-------- Page text --------

These complementary analyses allowed us to make a comprehensive list of cell types comprising the MB lobes (Table 1). We selected 92 split-GAL4 lines representing the best examples for single cell types as well as combinations of related cell types; these split-GAL4 lines will facilitate further anatomical and functional characterization of the MB cell types (see Figure 2—figure supplements 1–6, Supplementary file 1, www.janelia.org/split-gal4, and ‘Materials and methods’). In this study, we focus on the three major classes of neurons that provide the input and output of the MB lobes: 7 types of KCs, 21 types of MBONs, and 20 types of DANs (Figure 3 and Videos 2–4).

-------- Data extracts --------

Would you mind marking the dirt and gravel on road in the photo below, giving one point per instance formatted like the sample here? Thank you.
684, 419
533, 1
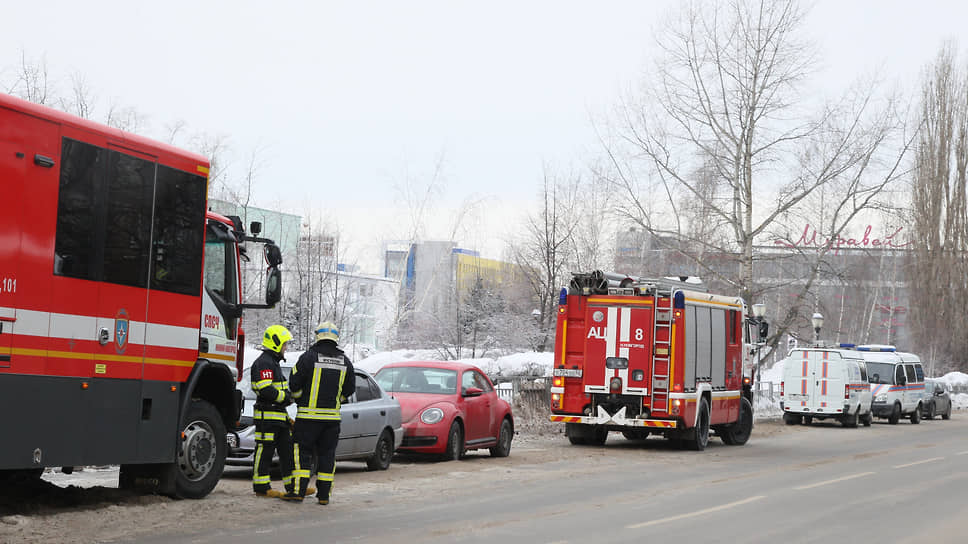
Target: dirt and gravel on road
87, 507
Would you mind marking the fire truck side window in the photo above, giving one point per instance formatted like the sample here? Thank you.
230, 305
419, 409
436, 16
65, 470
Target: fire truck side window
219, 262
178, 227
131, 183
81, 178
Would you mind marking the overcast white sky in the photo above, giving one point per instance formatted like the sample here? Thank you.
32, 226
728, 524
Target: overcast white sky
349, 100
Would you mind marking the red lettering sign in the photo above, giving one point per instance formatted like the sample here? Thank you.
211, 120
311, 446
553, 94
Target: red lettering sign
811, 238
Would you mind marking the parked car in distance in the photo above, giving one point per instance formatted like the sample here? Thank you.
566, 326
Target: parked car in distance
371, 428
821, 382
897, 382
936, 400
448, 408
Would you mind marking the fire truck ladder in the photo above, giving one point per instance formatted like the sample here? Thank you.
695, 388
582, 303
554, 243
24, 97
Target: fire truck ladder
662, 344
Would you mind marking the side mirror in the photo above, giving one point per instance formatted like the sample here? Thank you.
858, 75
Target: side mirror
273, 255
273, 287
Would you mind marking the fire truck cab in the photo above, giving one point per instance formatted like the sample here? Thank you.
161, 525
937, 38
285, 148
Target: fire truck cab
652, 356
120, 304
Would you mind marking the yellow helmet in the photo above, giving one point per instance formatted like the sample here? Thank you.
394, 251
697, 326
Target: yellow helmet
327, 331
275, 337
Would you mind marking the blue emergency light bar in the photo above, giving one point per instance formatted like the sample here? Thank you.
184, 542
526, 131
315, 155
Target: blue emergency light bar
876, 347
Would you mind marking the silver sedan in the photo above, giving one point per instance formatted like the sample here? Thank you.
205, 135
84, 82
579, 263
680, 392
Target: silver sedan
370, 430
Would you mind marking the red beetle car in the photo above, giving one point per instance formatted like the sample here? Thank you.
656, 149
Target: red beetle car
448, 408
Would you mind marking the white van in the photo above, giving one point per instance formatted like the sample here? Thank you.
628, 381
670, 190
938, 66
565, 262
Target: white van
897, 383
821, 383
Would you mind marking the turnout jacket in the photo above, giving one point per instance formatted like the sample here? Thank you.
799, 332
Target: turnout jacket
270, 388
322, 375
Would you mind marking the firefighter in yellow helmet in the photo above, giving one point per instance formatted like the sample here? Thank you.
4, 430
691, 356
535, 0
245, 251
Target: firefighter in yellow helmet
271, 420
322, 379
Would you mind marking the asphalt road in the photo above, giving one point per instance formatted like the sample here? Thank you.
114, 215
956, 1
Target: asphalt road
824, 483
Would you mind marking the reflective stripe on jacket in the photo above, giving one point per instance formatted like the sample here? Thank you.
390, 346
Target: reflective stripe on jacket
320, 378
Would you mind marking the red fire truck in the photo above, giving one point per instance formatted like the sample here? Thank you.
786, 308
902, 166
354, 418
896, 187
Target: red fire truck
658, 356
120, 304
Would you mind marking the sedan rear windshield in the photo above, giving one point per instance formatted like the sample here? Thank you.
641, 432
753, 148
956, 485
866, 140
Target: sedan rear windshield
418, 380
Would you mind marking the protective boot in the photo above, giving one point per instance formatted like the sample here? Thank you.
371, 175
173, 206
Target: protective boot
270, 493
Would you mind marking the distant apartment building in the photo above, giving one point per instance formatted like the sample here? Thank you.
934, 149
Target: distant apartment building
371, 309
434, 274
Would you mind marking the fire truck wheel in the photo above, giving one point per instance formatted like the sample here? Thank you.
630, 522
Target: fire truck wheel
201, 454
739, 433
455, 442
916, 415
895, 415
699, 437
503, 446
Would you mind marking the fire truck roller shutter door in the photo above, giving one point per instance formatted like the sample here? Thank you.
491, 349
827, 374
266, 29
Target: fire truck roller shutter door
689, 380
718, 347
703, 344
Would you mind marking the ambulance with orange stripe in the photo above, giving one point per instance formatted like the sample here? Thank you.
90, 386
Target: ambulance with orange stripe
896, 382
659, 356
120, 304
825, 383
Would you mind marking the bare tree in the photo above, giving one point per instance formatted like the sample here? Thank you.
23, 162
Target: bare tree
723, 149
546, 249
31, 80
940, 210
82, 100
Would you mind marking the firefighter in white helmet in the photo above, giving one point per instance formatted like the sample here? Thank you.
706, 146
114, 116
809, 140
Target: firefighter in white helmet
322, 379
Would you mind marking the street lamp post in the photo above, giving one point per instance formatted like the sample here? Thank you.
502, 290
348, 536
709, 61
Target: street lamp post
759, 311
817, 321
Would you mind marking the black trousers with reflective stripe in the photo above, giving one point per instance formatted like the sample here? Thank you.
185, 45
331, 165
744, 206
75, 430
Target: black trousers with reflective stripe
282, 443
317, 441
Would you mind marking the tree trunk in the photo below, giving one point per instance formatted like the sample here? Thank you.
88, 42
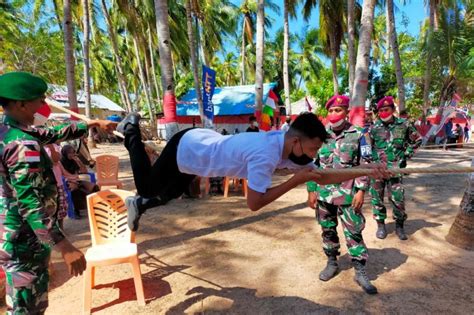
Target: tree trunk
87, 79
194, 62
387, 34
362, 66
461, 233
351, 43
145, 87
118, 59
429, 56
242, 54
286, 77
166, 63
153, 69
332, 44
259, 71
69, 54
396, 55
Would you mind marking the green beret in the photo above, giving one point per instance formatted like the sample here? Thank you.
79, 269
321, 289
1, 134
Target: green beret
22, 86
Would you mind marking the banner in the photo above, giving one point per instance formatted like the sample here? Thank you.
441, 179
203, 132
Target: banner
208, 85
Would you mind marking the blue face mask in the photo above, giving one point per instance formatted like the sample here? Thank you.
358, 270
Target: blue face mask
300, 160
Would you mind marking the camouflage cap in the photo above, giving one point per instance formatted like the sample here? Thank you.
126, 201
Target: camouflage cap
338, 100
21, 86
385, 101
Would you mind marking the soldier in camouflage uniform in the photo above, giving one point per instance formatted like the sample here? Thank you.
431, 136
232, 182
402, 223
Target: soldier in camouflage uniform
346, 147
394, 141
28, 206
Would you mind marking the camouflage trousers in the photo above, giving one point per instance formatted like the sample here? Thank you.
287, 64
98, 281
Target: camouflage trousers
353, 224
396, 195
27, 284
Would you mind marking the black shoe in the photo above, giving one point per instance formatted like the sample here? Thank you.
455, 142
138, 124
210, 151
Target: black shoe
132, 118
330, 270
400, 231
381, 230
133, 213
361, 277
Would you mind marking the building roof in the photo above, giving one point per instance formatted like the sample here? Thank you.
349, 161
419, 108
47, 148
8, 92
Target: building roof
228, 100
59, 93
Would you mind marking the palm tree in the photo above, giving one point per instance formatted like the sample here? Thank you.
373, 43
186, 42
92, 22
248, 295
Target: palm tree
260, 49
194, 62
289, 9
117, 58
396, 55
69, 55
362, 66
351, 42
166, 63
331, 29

--------

Problem 1: List each of the three major neuron classes named in the passage on MB lobe cell types, along with the number of types given for each.
Problem 2: According to the passage on MB lobe cell types, how many split-GAL4 lines were selected?
Problem 3: Reproduce the passage on MB lobe cell types from "These complementary analyses" up to and including "and Videos 2–4).".
Rely solely on the passage on MB lobe cell types for your answers.

Solution 1:
7 types of KCs
21 types of MBONs
20 types of DANs

Solution 2: 92 split-GAL4 lines were selected.

Solution 3:
These complementary analyses allowed us to make a comprehensive list of cell types comprising the MB lobes (Table 1). We selected 92 split-GAL4 lines representing the best examples for single cell types as well as combinations of related cell types; these split-GAL4 lines will facilitate further anatomical and functional characterization of the MB cell types (see Figure 2—figure supplements 1–6, Supplementary file 1, www.janelia.org/split-gal4, and ‘Materials and methods’). In this study, we focus on the three major classes of neurons that provide the input and output of the MB lobes: 7 types of KCs, 21 types of MBONs, and 20 types of DANs (Figure 3 and Videos 2–4).